WORK INSTRUCTION: For this exercise, copy exactly only the lines from the one containing "Would you be able to indicate the orange" to the final line of the material below, without the pictures.

[DATA FOR PROCESSING — start]

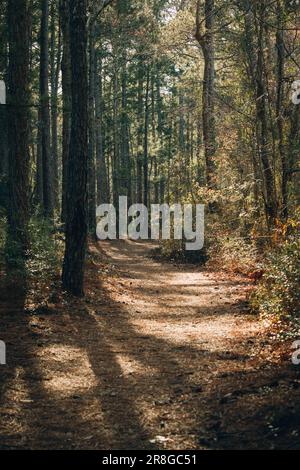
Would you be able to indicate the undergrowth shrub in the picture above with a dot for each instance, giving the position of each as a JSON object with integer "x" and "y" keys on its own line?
{"x": 239, "y": 255}
{"x": 277, "y": 297}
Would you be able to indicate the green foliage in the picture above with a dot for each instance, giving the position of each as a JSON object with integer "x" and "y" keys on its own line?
{"x": 238, "y": 254}
{"x": 43, "y": 255}
{"x": 278, "y": 295}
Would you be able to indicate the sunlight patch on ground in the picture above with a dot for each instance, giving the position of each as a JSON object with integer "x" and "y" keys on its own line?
{"x": 131, "y": 366}
{"x": 206, "y": 332}
{"x": 67, "y": 370}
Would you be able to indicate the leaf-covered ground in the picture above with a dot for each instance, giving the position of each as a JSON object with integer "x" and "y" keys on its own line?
{"x": 157, "y": 356}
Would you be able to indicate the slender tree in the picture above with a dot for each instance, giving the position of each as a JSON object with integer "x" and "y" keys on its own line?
{"x": 18, "y": 20}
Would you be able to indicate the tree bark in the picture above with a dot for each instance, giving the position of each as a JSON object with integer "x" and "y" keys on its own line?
{"x": 48, "y": 200}
{"x": 18, "y": 122}
{"x": 76, "y": 214}
{"x": 67, "y": 101}
{"x": 206, "y": 41}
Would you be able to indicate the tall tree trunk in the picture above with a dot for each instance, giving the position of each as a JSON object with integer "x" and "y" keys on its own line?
{"x": 92, "y": 132}
{"x": 139, "y": 158}
{"x": 67, "y": 101}
{"x": 102, "y": 174}
{"x": 76, "y": 215}
{"x": 279, "y": 107}
{"x": 19, "y": 123}
{"x": 48, "y": 201}
{"x": 262, "y": 122}
{"x": 55, "y": 66}
{"x": 206, "y": 41}
{"x": 125, "y": 150}
{"x": 146, "y": 129}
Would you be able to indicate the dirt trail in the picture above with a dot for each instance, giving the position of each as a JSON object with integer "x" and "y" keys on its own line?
{"x": 157, "y": 356}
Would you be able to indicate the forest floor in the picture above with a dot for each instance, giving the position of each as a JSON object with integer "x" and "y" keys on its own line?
{"x": 157, "y": 356}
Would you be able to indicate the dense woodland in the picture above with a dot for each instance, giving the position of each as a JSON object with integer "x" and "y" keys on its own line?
{"x": 162, "y": 101}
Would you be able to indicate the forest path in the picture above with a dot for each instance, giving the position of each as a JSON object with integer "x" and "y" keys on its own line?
{"x": 156, "y": 356}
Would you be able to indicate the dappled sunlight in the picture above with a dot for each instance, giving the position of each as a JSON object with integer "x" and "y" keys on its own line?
{"x": 66, "y": 370}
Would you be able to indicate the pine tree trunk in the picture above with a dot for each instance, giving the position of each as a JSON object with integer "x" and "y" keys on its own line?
{"x": 48, "y": 189}
{"x": 18, "y": 122}
{"x": 76, "y": 214}
{"x": 206, "y": 41}
{"x": 67, "y": 101}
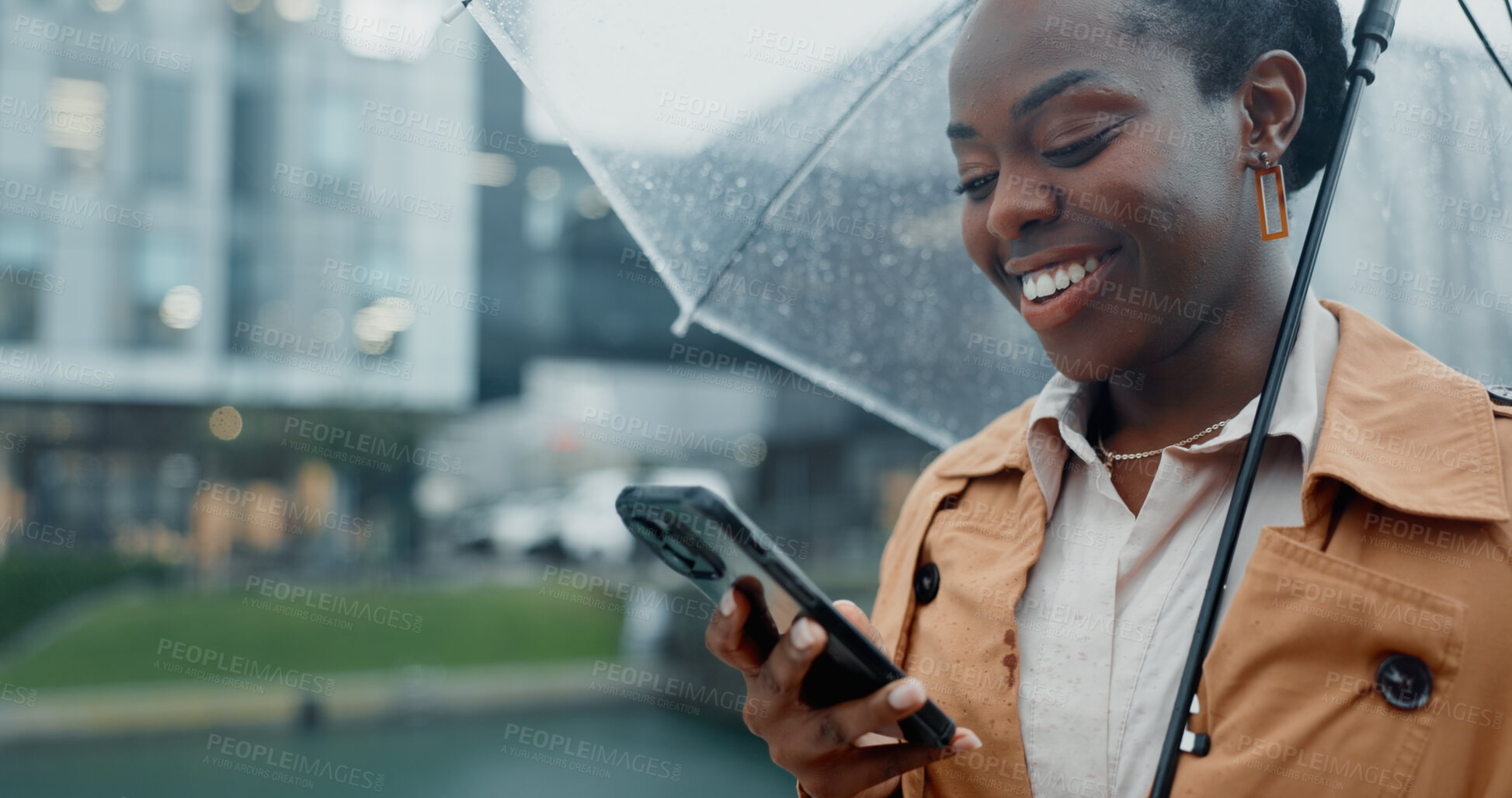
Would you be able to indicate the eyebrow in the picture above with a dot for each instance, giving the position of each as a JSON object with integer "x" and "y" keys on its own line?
{"x": 1031, "y": 100}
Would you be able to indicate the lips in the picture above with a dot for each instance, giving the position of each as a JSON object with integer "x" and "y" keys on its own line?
{"x": 1047, "y": 282}
{"x": 1058, "y": 291}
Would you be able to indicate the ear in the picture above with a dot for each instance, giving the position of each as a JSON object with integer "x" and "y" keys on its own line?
{"x": 1272, "y": 97}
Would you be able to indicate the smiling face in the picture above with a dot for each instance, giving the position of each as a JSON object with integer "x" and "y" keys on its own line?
{"x": 1072, "y": 146}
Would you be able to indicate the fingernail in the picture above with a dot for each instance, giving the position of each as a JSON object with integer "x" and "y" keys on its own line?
{"x": 965, "y": 742}
{"x": 906, "y": 695}
{"x": 803, "y": 633}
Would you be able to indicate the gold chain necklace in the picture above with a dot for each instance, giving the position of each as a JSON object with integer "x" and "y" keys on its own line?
{"x": 1111, "y": 456}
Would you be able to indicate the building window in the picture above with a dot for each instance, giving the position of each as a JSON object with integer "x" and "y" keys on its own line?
{"x": 164, "y": 146}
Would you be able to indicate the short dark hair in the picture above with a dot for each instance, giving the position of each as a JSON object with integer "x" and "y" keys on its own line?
{"x": 1228, "y": 35}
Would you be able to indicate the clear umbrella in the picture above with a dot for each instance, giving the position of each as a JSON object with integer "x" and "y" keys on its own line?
{"x": 784, "y": 167}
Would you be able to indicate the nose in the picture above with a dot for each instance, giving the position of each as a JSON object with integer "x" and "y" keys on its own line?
{"x": 1021, "y": 200}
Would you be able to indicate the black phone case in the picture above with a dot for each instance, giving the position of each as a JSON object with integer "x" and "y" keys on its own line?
{"x": 667, "y": 520}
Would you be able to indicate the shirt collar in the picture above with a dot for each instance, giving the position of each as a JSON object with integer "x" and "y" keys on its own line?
{"x": 1063, "y": 405}
{"x": 1398, "y": 426}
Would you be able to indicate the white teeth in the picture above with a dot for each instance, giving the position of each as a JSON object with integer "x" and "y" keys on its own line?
{"x": 1044, "y": 284}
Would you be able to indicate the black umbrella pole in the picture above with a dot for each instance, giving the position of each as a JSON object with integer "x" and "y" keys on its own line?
{"x": 1371, "y": 35}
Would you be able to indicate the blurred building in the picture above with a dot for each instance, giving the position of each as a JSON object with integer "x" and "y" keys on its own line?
{"x": 259, "y": 205}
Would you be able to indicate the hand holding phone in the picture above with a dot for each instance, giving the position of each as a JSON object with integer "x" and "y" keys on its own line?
{"x": 838, "y": 751}
{"x": 820, "y": 688}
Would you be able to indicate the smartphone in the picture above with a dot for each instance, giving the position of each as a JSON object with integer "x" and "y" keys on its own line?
{"x": 711, "y": 542}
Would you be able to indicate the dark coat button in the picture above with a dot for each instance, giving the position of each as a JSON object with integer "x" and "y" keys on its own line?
{"x": 926, "y": 584}
{"x": 1403, "y": 681}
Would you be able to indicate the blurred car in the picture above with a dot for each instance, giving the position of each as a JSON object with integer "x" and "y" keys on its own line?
{"x": 581, "y": 518}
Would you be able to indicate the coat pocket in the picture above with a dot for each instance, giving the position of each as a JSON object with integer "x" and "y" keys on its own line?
{"x": 1312, "y": 674}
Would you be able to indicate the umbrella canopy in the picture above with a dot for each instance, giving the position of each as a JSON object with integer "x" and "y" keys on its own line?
{"x": 785, "y": 169}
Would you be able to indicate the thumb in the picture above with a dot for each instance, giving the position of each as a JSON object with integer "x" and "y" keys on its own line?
{"x": 859, "y": 620}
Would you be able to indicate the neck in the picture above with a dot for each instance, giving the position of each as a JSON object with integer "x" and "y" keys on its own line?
{"x": 1215, "y": 373}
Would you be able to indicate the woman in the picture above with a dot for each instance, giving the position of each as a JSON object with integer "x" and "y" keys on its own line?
{"x": 1044, "y": 579}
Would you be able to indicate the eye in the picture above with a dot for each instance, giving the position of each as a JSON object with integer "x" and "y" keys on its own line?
{"x": 1082, "y": 146}
{"x": 975, "y": 186}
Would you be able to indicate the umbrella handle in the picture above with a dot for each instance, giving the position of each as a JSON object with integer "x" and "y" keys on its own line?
{"x": 1371, "y": 37}
{"x": 454, "y": 11}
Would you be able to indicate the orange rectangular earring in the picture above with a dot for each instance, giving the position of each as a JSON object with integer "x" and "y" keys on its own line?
{"x": 1270, "y": 197}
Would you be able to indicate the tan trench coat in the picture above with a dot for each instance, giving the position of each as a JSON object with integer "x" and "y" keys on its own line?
{"x": 1403, "y": 550}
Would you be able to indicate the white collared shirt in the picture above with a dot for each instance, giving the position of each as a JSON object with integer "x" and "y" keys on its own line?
{"x": 1111, "y": 606}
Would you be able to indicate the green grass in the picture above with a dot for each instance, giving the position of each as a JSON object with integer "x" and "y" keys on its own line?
{"x": 120, "y": 643}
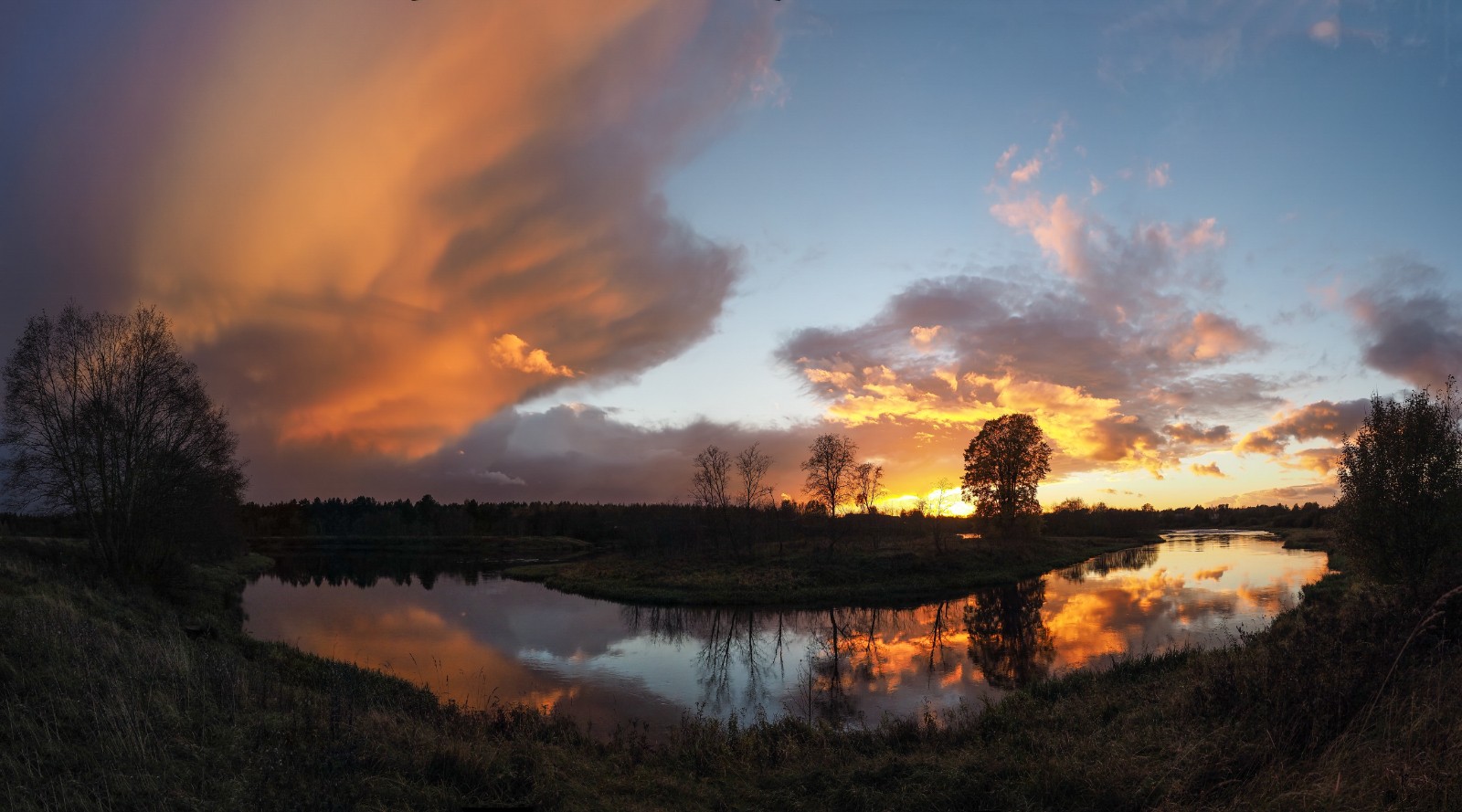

[DATA FOR PROCESSING — finish]

RESPONSE:
Would you be able to indicate the orange rectangular earring in the picture above with a dot for each instance, giving the position of each as a JSON object with integer "x" and "y" keys on its own line?
{"x": 1270, "y": 197}
Would you be able to indicate the tan trench coat in the picture above with a dot for each instance, giving the position of each as a JSON object with integer "x" and "y" keys on its own line?
{"x": 1403, "y": 550}
Would you be able to indicate the white collared shirt in the picture above with a dot for each instance, giving the position of each as a JSON object with integer "x" and "y" keys on its own line?
{"x": 1111, "y": 606}
Would you be able to indicate the green grass in the picture above with a dot for each instance, giving the position of each as a JSON object with integer "x" and "y" keys on its own line?
{"x": 120, "y": 643}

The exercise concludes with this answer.